START Data shown

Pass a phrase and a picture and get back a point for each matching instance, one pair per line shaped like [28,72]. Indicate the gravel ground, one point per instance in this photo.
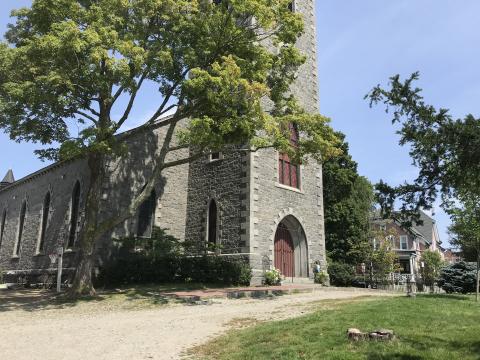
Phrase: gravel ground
[130,329]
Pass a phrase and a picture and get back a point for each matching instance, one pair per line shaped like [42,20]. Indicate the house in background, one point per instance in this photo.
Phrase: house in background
[408,243]
[450,256]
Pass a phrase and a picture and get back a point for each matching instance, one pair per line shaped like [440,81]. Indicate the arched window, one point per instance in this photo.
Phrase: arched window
[21,225]
[291,6]
[2,225]
[74,213]
[146,215]
[212,223]
[44,223]
[289,171]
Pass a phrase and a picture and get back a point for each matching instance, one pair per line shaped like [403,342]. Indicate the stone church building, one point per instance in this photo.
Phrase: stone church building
[258,206]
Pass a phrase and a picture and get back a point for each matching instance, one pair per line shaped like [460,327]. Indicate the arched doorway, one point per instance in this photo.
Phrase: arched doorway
[284,259]
[290,248]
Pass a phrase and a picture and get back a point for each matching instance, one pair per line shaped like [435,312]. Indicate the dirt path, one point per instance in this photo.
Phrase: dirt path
[98,331]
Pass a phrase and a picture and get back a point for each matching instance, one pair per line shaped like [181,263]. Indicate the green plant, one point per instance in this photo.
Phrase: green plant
[162,259]
[321,277]
[272,277]
[458,278]
[341,274]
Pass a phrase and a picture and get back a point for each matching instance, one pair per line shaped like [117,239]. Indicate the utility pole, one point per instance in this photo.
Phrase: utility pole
[59,268]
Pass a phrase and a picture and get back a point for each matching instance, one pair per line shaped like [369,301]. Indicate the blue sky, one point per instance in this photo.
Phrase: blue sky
[361,44]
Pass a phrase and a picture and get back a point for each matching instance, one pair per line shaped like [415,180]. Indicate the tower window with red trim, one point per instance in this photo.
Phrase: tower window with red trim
[288,169]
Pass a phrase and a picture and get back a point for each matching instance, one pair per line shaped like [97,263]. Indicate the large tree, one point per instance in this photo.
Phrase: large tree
[348,203]
[465,230]
[79,62]
[444,149]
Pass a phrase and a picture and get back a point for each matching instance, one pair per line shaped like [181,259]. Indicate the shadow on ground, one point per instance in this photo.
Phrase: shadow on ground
[37,299]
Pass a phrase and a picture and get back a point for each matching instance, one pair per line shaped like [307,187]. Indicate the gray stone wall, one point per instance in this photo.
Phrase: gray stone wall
[59,180]
[127,176]
[271,202]
[224,181]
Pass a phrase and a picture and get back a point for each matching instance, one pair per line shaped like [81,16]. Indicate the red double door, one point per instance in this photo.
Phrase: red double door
[283,251]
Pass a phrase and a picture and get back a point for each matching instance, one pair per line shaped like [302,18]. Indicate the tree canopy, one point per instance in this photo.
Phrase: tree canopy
[445,150]
[225,66]
[348,202]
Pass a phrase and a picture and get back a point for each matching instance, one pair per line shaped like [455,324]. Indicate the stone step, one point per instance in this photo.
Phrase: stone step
[296,280]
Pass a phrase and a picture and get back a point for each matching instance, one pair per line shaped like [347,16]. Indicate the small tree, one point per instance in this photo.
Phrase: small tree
[465,231]
[348,203]
[458,278]
[377,254]
[432,262]
[223,67]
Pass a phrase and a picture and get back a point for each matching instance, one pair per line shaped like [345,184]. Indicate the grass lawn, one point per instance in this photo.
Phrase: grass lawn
[427,327]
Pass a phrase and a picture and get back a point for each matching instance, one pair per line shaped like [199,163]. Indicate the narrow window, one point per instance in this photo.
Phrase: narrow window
[43,225]
[20,228]
[2,225]
[214,156]
[291,6]
[212,223]
[146,214]
[74,212]
[289,171]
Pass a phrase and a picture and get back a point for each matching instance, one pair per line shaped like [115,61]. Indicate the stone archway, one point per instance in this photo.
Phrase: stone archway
[290,248]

END Data shown

What you will do =
Using the records above, output an exact copy without any pictures.

Expected answer =
Pass a phrase and a picture and get back a point for each matching instance, one pair per line shaped like [28,72]. Indicate the gravel ground, one point per instance in this photo.
Phrase: gravel ground
[130,329]
Pass a phrase and a picture and get back a point for each matching instance, one pair per line shaped like [42,20]. Indicate the house in background, one point per instance in this photo.
Phrase: house in background
[408,243]
[450,256]
Pass a phrase and a picture and get back a point for each matching instance, one pair per line shaped like [440,81]. Indicate the arched window, one point per instance in this photo.
Phrase: arched window
[21,225]
[291,6]
[2,225]
[74,213]
[146,215]
[212,223]
[44,223]
[289,171]
Pass a phrase and a picture and get back a point for each matching instance, one pair per line shaped like [403,342]. Indicate the stone church building, one point per instance in this photo.
Phrase: stone church building
[258,206]
Pass a phrase and a picture and get back a point for each matching instance, one pair per line shaped like [460,327]. Indicate the arched doorway, one point per instance in this photo.
Phrase: arched doorway
[284,259]
[290,248]
Pass a phrase and a picture and get back a point for each matching instance, one pair per line shaped like [435,312]. Indicate the dirt path, one point per instance in this photo.
Phrase: dirt path
[98,331]
Pass a phrase and a picture and get back a point for each matching instance, one pair per line shaped like [181,263]. Indicate the green plant, one point per instance in this photo.
Phrase: green plant
[162,259]
[321,277]
[272,277]
[458,278]
[341,274]
Pass a phrase and a picture and get back a point for each matching instance, one pair per line shaped like [117,239]. Indicate the utility pole, one point per instance in this photo.
Phrase: utility pole
[59,268]
Pass a phrase and a picture and get back a point for each matching instance, one pair per line shaped like [369,301]. Indicate the blue sky, one point per instance in this photo.
Phrase: blue sky
[361,44]
Pass a phrase and a picture and get back a point for each matching instance, one pair per line shaped like [415,180]. Indicate the tower window with red trim, one point per instance in this photo.
Phrase: tower window with red trim
[288,169]
Pass a phrase and a picture and get back a point for each matching instance, one pair per line shaped like [97,263]. Indicate the large tree, one point per instance in this photo.
Phrase: large tree
[348,203]
[465,230]
[79,62]
[444,149]
Pass a phrase and a picture and get back a point for each matching instance, one pair per line shaped like [181,259]. Indicate the shadow on ground, one point per instance in this photo.
Phrase: shadow on ground
[37,299]
Pass a phrase and a picture and get back a point for each matching instance, one pair per line shaped like [307,187]. Indicate the gray stone wall, one point per instance in this photo.
Phrase: gray stone wall
[59,180]
[127,176]
[271,202]
[224,181]
Pass a phrase and a picture and get back a point for each matching instance, one pair per line shaped like [81,16]. Indicate the red double door, one point per instance in this photo.
Phrase: red double door
[283,251]
Pass a phrase and a picture and get back a point for each matching instance, one pair per line shaped like [302,18]. Indicate the tree canopy, one point per instance in this photo.
Phrase: tree canopy
[445,150]
[225,66]
[348,202]
Pass a phrase and a picture and get back a point for each matching instance, one pair per line shaped like [455,324]. Indicate the stone step, one point per instance in this photo.
Phrase: stone step
[296,280]
Pass a phrase and a picture and get back a point for each matching instance, one pair per line shaped like [347,16]. Indicate the small tree, one point per instance in this photo.
Phrase: small tree
[465,231]
[348,203]
[458,278]
[377,254]
[432,262]
[223,67]
Pass a phrase and a picture and get back a point for each matching instance, one pair per line shaped like [345,184]. Indicate the grass lawn, one point per instance in this photo.
Phrase: grass lawn
[427,327]
Pass a phrase and a picture and get back a point for each matching instance, one pair per line shaped like [199,163]. Indicate the narrow window, one point per instance in this photo.
Phrase: narrow window
[43,225]
[20,228]
[2,225]
[214,156]
[291,6]
[212,223]
[146,214]
[74,212]
[289,171]
Pass a phrase and a picture and get back a point for each matching instance, one pair per line shaped like [115,61]. Indicate the stone archway, one point per instance in this photo.
Phrase: stone archway
[290,248]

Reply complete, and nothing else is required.